**DATA SUPPLIED:**
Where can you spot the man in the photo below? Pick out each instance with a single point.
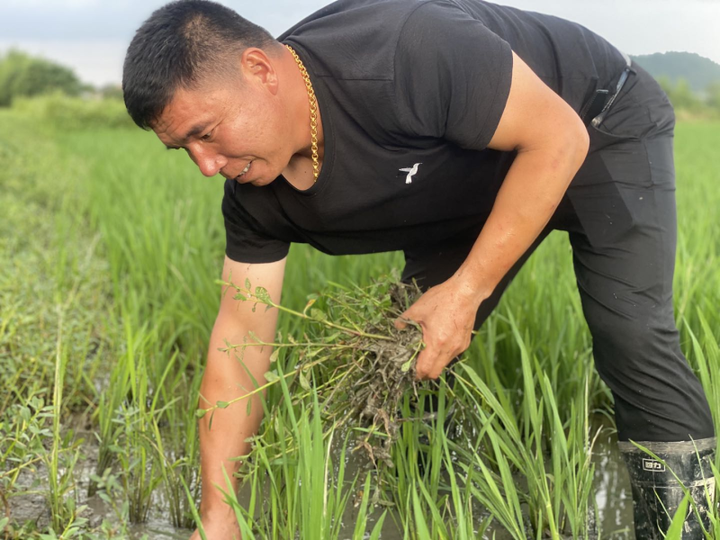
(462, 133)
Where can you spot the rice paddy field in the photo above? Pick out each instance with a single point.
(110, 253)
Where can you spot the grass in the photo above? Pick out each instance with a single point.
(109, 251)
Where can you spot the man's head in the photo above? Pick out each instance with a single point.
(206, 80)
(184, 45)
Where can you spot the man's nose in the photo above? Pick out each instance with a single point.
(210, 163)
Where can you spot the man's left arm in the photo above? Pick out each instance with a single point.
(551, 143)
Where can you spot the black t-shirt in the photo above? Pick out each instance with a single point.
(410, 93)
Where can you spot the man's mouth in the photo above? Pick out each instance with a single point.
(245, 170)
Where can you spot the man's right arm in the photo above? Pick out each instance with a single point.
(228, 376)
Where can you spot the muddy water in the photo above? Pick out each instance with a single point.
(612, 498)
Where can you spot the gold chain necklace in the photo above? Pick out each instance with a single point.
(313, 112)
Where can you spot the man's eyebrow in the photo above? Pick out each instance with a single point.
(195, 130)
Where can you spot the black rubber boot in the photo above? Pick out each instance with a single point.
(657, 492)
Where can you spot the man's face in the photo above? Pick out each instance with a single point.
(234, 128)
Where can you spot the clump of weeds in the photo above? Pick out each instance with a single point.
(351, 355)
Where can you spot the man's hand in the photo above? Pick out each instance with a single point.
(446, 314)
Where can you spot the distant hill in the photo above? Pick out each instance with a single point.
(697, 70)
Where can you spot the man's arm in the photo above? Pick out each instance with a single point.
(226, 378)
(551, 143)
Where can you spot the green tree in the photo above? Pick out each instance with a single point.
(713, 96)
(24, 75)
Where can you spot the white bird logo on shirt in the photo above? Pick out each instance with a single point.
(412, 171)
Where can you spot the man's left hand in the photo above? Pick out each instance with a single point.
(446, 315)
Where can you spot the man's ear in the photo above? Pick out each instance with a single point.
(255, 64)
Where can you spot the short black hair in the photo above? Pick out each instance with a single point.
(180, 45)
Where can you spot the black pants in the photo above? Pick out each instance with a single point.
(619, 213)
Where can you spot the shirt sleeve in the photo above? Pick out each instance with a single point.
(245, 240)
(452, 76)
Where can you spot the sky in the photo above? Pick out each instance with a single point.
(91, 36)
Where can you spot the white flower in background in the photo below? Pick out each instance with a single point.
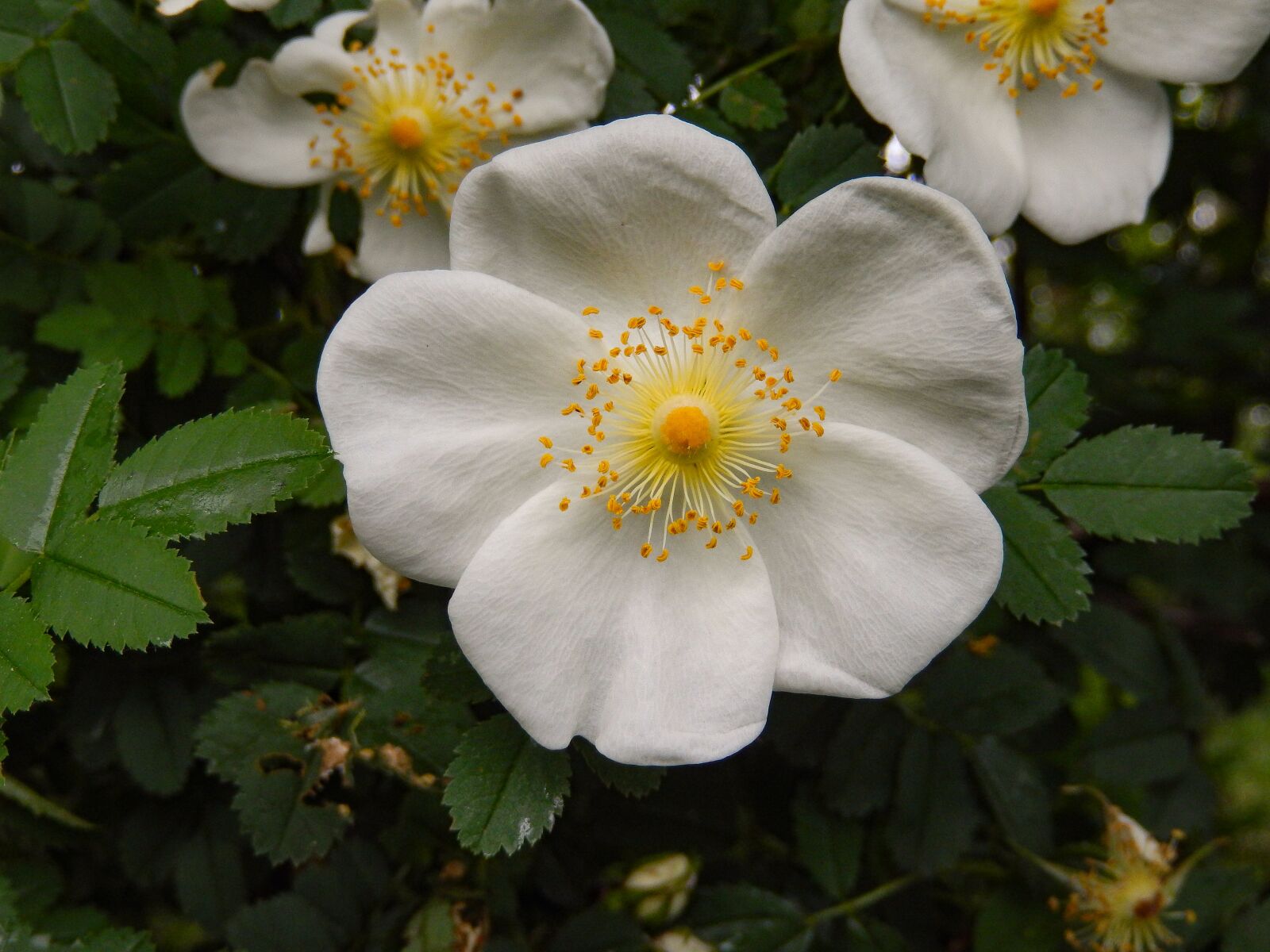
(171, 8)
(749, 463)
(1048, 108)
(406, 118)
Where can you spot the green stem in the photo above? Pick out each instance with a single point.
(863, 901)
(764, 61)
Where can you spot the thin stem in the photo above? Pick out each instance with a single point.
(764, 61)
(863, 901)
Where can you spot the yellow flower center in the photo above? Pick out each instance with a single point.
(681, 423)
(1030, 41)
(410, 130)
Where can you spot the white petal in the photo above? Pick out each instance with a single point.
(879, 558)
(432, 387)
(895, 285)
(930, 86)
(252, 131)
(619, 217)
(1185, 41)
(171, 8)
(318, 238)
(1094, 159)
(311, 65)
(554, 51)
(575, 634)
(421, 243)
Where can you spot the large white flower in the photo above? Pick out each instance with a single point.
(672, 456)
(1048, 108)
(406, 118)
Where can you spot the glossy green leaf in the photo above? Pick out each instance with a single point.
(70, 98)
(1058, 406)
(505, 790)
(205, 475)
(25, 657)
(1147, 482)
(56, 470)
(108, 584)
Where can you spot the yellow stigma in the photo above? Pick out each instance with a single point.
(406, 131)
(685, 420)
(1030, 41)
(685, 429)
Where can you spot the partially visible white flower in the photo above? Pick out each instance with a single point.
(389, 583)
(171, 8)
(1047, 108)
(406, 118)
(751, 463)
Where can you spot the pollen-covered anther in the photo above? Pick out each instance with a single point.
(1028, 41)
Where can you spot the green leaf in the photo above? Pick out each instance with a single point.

**YOUR GOAL:**
Copy the lines above exactly, beginning at the line containing "Where can you spot the partially" and stopping at the last line.

**ANSWER TO THIS TASK:**
Where can you spot the partially visible white flower in the photo above? Pick out each instance with a single point.
(389, 583)
(171, 8)
(1047, 108)
(406, 118)
(751, 463)
Where can you spot the pollen-covered anther in the photo above? Pick out each instance with a single point.
(1028, 41)
Where can you spot the green leaf in the photo above? Pick out each instance with a single point.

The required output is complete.